§ TEXT EXTRACT:
+ + + + + + +
VI. Back to the Battlefields

The Filipino Americans

The Filipino army gradually broke up with one defeat after another on the battlefields. By the closing months of 1899, the army of the Philippine Republic was no longer a regular fighting force, and on November 12, 1899, the army was dissolved by Aguinaldo. It was formed into guerrilla units that would carry on the war. One by one, towns and provinces throughout the archipelago fell to the U.S. forces. Many of his civilian and military officials surrendered to or were captured by the Americans. Many of them, including Mabini, who was captured in December 1899, were deported to Guam in January 1901.

The Capture of Aguinaldo.

The capture of Aguinaldo was placed by the Americans as one of their priorities. He was able to avoid capture for quite sometime, though. That was due to the loyalty of many townspeople in the different provinces, who warned his party whenever American troops were closing in. He was also able to win some more time because of the heroic sacrifice of General Gregorio del Pilar, the “boy general” in the famous Battle of Tirad Pass on December 2, 1900, in Mountain Province. In this narrow 2,800-meter-high pass, General del Pilar, with a handpicked force of only 60 men, held off for more than five hours a battalion of Texans of the U.S. 33rd Volunteers led by Major Peyton C. March. They had been pursuing Aguinaldo and his party. Of the 60, 52 were killed and wounded; one of the last to be killed was General del Pilar.

Aguinaldo was finally captured on March 23, 1901, in Palanan, Isabela Province, by means of a trick planned by Brigadier General Frederick Funston. A party of pro-American Macabebe scouts marched into Palanan pretending to be the reinforcements that Aguinaldo was waiting for. With the Macabebes were two former Filipino army officers, Tal Placido and Lazaro Segovia, who had surrendered to the Americans, and five Americans, including General Funston, who pretended to be captives. Caught by surprise, Aguinaldo’s guards were easily overpowered by the Macabebes after a brief exchange of shots. Aguinaldo was seized by Tal Placido and placed under arrest by General Funston. He was brought to Manila to be kept a prisoner at Malacañang. There he was treated by General MacArthur more as a guest than as a prisoner. On April 1, 1901, convinced of the futility of continuing the war, the ambivalent Aguinaldo swore allegiance to the United States.

On April 19,1901, Aguinaldo issued a proclamation calling on the Filipino people to lay down their arms and accept American rule. His capture signalled the death of the First Philippine Republic. But the war continued. Dragged by Galloping Horses. During the war, torture was resorted to by American troops to obtain information and confessions. The water cure was given to those merely suspected of being rebels. Some were hanged by the thumbs, others were dragged by galloping horses, or fires lit beneath others while they were hanging. Another form of torture was tying to a tree and then shooting the suspect through the legs. If a confession was not obtained, he was again shot, the day after. This went on until he confessed or eventually died.

Villages were burned, townfolks massacred and their possessions looted. In Samar and Batangas, Brigadier General Jacob H. Smith and General Franklin Bell, respectively, ordered the mass murders in answer to the mass resistance.
+ + + + + + +
Excerpts from location labeling data
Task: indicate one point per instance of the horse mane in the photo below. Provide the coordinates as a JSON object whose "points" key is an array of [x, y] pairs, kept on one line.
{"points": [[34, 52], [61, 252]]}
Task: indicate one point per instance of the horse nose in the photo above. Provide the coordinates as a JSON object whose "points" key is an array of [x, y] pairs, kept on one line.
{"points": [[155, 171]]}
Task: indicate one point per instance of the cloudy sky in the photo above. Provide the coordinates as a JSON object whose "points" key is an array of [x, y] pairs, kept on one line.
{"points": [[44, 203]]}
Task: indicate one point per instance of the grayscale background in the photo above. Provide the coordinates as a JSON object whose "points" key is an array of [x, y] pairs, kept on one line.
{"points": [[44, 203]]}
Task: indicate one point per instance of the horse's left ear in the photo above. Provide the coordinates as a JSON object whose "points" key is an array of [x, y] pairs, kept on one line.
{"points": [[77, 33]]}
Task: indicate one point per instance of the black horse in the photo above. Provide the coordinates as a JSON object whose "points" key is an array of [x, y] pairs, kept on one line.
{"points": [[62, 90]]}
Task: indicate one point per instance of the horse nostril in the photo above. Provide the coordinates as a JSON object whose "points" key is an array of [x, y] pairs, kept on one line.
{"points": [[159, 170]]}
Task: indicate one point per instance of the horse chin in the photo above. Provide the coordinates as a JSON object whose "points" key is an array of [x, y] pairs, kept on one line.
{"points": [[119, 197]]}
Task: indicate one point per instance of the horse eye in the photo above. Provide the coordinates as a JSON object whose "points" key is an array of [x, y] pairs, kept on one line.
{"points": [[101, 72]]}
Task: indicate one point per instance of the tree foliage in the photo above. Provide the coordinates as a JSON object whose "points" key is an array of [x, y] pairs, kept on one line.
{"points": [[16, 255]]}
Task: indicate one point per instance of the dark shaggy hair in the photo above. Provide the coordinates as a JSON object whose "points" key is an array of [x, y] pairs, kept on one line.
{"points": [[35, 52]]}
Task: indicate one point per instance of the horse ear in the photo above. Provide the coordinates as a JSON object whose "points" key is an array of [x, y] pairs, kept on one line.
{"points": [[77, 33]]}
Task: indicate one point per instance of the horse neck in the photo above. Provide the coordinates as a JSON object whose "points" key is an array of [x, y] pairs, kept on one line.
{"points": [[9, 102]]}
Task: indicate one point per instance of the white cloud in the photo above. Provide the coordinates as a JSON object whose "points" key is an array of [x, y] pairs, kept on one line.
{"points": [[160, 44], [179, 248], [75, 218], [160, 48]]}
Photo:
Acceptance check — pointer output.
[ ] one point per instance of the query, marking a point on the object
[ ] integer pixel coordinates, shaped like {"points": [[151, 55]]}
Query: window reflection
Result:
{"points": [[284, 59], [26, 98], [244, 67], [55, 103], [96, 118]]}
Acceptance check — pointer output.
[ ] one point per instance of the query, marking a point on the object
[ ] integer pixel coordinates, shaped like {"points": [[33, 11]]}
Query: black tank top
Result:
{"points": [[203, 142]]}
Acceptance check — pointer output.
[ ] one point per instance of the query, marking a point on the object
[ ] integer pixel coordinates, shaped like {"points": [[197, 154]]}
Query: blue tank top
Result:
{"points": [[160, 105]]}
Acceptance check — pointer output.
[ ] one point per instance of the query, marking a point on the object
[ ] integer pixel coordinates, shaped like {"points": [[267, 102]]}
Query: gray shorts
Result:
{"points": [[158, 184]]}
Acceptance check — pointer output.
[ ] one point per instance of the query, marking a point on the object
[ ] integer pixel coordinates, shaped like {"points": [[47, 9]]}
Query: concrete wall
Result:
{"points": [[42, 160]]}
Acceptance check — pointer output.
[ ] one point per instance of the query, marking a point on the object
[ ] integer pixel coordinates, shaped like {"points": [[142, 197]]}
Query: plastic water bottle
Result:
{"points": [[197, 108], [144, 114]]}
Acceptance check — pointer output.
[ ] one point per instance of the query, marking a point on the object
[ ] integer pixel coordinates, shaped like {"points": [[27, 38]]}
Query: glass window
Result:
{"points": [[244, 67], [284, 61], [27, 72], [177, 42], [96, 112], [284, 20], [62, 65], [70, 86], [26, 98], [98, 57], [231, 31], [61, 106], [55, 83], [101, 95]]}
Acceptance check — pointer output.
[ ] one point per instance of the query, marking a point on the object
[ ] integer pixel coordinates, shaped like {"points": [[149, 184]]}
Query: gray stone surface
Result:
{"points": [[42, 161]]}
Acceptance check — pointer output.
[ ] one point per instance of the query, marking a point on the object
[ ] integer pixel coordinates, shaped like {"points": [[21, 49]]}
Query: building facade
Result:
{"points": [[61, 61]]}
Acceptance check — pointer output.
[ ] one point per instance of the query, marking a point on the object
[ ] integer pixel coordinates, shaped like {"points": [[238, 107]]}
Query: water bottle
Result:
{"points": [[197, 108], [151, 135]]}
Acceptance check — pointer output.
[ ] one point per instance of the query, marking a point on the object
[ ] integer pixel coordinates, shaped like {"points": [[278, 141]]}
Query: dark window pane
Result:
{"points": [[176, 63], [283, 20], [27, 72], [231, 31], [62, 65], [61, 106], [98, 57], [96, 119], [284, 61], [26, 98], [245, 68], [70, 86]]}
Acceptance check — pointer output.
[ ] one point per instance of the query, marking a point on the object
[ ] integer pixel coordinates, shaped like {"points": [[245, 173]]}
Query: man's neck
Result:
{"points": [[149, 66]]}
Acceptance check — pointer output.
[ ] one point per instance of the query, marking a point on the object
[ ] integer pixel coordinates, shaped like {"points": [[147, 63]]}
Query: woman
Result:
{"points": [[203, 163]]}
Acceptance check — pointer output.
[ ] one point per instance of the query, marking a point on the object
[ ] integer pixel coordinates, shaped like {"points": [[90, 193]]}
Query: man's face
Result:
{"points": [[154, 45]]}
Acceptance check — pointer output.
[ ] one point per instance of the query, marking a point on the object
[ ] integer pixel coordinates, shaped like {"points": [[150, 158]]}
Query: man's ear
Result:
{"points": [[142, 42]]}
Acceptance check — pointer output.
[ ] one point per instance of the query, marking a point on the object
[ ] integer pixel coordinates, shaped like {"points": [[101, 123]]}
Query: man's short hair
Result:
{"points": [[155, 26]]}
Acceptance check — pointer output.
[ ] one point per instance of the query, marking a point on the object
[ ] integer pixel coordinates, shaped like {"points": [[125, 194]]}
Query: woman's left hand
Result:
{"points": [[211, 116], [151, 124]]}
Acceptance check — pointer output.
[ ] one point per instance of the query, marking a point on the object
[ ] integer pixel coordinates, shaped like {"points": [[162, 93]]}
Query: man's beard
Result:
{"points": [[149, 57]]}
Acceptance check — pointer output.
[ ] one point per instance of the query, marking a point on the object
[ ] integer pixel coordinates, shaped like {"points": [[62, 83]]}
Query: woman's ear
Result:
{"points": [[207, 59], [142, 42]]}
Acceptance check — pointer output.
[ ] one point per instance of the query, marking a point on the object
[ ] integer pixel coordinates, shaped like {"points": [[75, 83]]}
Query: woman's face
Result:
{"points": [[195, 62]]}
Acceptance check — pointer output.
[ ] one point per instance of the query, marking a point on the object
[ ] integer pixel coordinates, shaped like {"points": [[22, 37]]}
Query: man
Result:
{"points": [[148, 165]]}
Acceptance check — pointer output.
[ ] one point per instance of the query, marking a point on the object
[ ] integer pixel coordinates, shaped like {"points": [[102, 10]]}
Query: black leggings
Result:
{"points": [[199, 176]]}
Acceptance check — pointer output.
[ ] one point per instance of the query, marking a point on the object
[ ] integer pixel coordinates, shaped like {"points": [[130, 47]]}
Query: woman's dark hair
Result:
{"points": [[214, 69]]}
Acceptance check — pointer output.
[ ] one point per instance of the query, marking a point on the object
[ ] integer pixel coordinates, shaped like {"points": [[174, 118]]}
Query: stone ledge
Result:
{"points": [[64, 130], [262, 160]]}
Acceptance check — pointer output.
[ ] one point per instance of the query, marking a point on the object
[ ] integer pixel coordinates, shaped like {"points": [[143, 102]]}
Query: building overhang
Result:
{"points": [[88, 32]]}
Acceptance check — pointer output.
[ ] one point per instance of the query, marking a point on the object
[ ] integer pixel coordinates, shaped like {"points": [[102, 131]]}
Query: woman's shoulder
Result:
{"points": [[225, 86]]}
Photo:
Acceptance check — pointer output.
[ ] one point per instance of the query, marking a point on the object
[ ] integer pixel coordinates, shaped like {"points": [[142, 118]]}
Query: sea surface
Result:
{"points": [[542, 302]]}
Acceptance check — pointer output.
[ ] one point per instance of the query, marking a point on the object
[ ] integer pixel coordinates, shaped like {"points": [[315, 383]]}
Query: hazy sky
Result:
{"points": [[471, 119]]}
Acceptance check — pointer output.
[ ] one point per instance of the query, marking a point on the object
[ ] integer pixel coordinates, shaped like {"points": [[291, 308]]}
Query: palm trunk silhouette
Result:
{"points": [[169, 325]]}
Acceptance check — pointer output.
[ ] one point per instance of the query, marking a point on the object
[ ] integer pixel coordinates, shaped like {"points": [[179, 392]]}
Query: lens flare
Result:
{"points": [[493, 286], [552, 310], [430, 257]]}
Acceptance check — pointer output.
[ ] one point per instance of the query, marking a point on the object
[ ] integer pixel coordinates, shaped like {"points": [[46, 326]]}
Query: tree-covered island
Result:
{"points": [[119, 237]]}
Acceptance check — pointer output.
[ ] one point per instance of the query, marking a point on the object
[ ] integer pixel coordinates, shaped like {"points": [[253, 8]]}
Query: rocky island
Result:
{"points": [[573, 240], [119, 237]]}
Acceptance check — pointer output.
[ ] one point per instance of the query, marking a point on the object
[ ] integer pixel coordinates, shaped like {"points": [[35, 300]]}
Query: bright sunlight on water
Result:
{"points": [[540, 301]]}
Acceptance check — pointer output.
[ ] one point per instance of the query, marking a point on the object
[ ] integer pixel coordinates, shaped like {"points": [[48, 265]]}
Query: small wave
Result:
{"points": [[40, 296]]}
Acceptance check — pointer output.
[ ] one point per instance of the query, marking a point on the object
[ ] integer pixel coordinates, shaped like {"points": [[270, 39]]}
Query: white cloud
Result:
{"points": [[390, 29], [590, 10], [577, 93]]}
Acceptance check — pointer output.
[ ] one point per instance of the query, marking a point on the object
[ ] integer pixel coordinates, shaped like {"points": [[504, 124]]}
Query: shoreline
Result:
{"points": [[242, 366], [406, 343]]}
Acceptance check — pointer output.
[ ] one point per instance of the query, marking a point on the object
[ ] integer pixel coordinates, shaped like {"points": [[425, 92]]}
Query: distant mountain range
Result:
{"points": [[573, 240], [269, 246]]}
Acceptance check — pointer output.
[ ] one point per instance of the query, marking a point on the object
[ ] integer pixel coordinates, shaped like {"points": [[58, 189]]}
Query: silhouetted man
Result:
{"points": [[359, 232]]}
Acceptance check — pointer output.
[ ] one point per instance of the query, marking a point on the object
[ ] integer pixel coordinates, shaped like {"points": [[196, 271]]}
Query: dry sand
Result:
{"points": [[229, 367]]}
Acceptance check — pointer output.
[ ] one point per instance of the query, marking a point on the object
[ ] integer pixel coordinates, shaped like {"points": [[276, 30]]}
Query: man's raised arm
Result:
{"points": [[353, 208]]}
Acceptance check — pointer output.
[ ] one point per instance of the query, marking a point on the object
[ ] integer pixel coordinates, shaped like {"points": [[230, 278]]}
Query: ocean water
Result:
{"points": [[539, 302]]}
+ + + + + + +
§ WRITTEN REQUEST:
Please answer these questions using the Philippine war passage:
1. On what date did Aguinaldo dissolve the army?
2. How many men were in General del Pilar's handpicked force at Tirad Pass?
3. In what town and province was Aguinaldo captured?
These rows were taken from a separate source.

§ SOLUTION TO THIS TASK:
1. November 12, 1899
2. 60
3. Palanan, Isabela Province